Top to bottom, output the entries that follow exactly.

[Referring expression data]
⁂
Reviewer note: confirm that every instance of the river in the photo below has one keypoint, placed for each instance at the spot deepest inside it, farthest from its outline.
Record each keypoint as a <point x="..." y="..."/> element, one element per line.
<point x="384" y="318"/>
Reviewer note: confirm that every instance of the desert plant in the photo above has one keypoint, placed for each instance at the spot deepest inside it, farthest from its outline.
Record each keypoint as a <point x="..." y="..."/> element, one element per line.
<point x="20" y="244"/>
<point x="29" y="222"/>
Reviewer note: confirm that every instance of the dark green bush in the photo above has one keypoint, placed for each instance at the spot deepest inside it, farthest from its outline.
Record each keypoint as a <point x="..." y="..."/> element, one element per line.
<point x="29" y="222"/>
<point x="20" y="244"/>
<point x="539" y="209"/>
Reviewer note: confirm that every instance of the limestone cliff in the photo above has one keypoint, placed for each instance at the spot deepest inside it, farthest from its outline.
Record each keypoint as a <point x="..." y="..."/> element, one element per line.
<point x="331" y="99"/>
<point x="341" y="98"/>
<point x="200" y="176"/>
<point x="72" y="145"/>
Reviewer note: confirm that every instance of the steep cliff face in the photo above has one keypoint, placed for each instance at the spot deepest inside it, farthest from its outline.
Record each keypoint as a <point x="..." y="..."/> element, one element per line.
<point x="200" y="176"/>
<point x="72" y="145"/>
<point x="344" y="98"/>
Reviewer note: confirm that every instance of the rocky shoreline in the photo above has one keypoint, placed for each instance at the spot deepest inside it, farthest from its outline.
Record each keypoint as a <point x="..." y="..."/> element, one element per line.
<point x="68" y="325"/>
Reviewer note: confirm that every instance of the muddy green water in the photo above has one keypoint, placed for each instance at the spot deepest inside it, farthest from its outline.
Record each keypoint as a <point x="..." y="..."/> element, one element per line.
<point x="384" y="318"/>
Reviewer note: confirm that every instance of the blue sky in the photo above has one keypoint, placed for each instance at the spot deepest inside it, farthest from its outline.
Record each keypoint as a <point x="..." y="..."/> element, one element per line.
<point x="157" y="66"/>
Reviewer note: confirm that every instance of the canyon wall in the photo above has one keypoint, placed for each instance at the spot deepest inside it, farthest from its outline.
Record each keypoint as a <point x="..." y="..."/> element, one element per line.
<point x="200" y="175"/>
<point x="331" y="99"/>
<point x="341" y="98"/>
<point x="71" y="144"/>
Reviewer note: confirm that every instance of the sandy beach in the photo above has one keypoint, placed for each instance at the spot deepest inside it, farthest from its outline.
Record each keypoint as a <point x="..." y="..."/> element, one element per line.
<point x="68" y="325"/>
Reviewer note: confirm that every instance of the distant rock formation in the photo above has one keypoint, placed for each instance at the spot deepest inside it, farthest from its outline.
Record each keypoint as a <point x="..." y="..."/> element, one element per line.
⁂
Answer section:
Reviewer note: confirm that every instance of the river in the photo below has one keypoint, placed for each instance at the spot deepest inside it, farthest from its outline.
Record each keypoint as a <point x="..." y="..."/> element, one element per line.
<point x="384" y="318"/>
Reviewer note: confirm that every instance of the desert plant in the photo above has one keypoint, placed for each instance at the spot deepest inside it, farthest from its outline.
Record each keypoint as a <point x="..." y="..."/> element, one element per line.
<point x="20" y="244"/>
<point x="29" y="222"/>
Reviewer note: confirm that every instance of the dark green bush in the photo above has one keypoint, placed for each instance at the spot deepest inside it, farthest from its outline.
Record each keypoint as a <point x="..." y="..."/> element, one element per line.
<point x="29" y="222"/>
<point x="20" y="244"/>
<point x="539" y="209"/>
Reviewer note: confirm that every instance of the limestone cliff in the photo above has one keypoint, placed for each instance at the spot deepest inside it, farthest from its outline.
Record each keypoint as a <point x="..." y="..."/> element, one element per line.
<point x="331" y="99"/>
<point x="341" y="98"/>
<point x="200" y="176"/>
<point x="72" y="145"/>
Reviewer note: confirm that every instance of the steep cliff face in the photo above has one keypoint, placed for each instance at the spot deepest inside it, farthest from its outline.
Record each keypoint as a <point x="..." y="..."/> element, one element per line.
<point x="200" y="176"/>
<point x="72" y="145"/>
<point x="344" y="98"/>
Reviewer note: confirm that every instance of the rocky shoreline in the photo above has one keypoint, placed for each instance at the spot deepest inside it, farthest from its outline.
Record each keypoint as a <point x="..." y="..."/> element, one element per line.
<point x="68" y="325"/>
Reviewer note: confirm that every instance of the muddy green water in the photo above has one keypoint, placed for each instance at the spot deepest inside it, farthest from its outline.
Record each keypoint as a <point x="..." y="..."/> element, one element per line.
<point x="384" y="318"/>
Reviewer note: confirm that every instance of the blue sky in the photo above has one keypoint, placed for each instance at the spot deepest inside it, farthest from its outline.
Record each keypoint as a <point x="..." y="..."/> element, one element per line.
<point x="157" y="66"/>
Reviewer note: confirm that every instance of the canyon wall in the photo above has one keypoint, placed for each instance at the spot deepest inside it, farthest from its outline.
Record each keypoint as a <point x="..." y="..."/> element, one element per line.
<point x="200" y="175"/>
<point x="331" y="99"/>
<point x="341" y="98"/>
<point x="71" y="144"/>
Reviewer note: confirm that every instance of the sandy beach in the photo above has one keypoint, placed for each instance at the spot deepest inside it, farthest from its outline.
Record each keypoint as a <point x="..." y="..."/> element, one element per line.
<point x="68" y="325"/>
Reviewer note: confirm that every instance of the distant rock formation in the photo above has one keypoint, placed for each instance at the spot deepest inside it, farthest from its outline.
Record each keypoint as a <point x="..." y="..."/> element, one element per line.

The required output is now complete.